» **Problem statement**
Starting at the line that contains "Would you mind indicating the car taillight", copy each line through the end of the listing below. Include both ends and output nothing more.

[[ Dataset content, beginning ]]

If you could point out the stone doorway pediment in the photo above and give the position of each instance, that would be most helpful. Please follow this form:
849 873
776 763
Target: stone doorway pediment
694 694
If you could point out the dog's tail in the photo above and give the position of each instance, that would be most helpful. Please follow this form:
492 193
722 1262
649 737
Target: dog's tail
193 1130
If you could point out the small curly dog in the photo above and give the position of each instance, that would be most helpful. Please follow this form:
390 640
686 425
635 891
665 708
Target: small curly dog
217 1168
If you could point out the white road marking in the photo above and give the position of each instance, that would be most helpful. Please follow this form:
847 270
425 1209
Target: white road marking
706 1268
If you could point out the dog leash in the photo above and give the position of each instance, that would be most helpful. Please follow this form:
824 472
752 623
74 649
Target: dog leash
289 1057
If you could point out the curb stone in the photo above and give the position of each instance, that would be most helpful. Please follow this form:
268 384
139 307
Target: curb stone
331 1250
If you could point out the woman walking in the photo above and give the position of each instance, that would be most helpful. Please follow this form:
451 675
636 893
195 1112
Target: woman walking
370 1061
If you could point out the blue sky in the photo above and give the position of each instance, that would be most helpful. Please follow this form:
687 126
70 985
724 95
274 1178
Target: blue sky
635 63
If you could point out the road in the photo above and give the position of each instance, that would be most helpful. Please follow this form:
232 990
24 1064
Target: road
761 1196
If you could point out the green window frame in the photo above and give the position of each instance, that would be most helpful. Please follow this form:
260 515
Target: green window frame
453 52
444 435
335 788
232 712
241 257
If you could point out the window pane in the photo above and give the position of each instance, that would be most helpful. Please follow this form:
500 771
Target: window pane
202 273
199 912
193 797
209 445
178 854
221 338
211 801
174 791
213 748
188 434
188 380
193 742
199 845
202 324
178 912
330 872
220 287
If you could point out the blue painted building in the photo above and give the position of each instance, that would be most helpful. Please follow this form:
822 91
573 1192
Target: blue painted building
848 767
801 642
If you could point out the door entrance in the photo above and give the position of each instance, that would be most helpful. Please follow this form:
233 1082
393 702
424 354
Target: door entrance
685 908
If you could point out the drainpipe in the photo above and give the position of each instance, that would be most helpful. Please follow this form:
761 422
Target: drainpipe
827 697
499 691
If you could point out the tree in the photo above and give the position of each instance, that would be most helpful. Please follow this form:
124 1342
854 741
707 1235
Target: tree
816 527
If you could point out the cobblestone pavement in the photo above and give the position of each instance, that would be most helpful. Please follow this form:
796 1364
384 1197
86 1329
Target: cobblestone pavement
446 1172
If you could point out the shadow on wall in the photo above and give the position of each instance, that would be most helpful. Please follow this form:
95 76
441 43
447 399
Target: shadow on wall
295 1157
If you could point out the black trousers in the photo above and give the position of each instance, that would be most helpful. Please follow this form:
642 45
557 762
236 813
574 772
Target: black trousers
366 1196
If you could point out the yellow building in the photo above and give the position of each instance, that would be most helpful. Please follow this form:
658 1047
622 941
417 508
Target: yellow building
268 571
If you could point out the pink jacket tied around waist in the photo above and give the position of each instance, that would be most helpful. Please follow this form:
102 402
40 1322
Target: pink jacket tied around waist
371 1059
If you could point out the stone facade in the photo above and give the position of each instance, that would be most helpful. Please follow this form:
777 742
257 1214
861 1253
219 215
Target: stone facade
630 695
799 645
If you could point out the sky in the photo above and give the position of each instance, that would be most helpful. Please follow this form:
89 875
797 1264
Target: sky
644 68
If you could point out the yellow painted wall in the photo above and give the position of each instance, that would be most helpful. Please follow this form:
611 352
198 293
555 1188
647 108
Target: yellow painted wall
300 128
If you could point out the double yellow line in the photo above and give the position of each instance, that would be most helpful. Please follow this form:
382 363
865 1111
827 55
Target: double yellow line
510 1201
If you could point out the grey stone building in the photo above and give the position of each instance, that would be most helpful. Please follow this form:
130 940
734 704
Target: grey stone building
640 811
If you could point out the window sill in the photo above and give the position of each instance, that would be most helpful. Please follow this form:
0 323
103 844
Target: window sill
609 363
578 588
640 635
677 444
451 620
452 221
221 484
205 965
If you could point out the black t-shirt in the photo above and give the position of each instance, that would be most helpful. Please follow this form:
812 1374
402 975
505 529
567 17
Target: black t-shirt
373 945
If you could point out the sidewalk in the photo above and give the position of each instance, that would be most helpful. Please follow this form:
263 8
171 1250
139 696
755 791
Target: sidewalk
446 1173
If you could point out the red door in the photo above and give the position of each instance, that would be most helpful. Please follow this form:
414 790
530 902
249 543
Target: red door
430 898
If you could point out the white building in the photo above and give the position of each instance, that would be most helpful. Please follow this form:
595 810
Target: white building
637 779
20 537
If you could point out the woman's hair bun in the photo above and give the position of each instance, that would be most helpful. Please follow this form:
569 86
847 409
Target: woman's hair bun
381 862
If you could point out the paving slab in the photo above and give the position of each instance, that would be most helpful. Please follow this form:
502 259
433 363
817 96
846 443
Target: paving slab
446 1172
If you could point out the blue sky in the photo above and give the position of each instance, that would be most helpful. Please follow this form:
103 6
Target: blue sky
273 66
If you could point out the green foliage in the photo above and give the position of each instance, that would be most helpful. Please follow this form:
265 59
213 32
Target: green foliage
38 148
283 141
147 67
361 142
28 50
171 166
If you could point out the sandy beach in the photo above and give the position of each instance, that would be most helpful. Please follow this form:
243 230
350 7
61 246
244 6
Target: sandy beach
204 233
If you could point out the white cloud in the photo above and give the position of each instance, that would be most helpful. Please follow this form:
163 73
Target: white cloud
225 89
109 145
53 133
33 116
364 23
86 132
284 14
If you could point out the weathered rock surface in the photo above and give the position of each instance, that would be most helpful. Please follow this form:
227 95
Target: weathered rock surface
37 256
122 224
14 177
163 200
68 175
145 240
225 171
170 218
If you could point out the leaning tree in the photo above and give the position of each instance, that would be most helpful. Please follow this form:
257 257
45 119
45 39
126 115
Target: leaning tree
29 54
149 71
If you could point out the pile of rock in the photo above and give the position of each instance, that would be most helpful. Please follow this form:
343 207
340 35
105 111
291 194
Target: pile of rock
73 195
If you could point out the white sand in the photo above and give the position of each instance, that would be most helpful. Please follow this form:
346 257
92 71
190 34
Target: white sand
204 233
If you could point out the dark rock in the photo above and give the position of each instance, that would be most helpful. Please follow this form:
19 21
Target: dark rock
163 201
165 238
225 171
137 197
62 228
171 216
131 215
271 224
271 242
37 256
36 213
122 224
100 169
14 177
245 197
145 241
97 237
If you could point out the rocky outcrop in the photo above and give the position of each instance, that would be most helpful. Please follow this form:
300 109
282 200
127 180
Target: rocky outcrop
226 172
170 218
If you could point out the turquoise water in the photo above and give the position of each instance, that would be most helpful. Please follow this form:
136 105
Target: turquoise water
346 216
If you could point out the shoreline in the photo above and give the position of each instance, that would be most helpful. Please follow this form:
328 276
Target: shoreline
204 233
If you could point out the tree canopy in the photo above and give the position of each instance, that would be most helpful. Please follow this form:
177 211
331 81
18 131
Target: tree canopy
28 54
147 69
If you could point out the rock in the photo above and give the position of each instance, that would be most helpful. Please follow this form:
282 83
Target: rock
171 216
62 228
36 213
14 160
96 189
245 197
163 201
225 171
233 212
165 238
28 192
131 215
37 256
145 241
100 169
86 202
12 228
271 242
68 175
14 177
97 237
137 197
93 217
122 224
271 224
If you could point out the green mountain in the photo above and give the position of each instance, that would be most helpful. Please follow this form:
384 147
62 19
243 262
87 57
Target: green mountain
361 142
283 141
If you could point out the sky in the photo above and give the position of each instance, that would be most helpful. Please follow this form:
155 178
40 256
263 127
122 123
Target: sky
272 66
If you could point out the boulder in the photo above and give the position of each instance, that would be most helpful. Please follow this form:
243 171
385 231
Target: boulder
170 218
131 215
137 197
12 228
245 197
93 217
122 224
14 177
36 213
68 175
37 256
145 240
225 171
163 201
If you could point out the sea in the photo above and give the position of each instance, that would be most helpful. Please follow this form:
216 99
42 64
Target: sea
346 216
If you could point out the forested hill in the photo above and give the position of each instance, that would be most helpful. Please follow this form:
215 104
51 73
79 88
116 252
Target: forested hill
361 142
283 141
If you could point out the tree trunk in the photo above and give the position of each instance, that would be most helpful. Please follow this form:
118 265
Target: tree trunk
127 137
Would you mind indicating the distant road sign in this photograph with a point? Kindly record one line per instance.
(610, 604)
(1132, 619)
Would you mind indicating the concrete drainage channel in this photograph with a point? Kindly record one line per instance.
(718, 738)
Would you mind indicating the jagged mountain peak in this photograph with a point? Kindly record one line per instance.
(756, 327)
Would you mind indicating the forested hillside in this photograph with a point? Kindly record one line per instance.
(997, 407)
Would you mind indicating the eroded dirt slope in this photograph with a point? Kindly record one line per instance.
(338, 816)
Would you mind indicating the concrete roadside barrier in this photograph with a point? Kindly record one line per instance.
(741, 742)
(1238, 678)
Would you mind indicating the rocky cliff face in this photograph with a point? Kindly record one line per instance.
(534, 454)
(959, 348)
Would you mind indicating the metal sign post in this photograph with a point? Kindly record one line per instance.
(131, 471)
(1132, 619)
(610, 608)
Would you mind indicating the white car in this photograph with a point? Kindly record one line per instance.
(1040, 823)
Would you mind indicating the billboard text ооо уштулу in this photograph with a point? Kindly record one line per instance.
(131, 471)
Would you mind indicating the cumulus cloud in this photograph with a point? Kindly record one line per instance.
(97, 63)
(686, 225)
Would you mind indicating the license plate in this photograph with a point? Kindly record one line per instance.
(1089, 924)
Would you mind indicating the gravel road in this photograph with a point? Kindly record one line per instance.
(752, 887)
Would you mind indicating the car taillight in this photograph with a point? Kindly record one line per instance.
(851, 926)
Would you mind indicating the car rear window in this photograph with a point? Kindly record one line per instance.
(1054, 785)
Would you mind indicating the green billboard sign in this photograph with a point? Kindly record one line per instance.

[[ Dataset content, end ]]

» **Answer**
Would you mind indicating the car taillight in this photograph with a point? Kindly record one line per instance.
(851, 926)
Would you mind indicating the car rear window in this photograph with a point? Kindly record one line per instance.
(1054, 785)
Would you mind indicating the green billboard sign in this photograph with a point? Kindly record one line per instance.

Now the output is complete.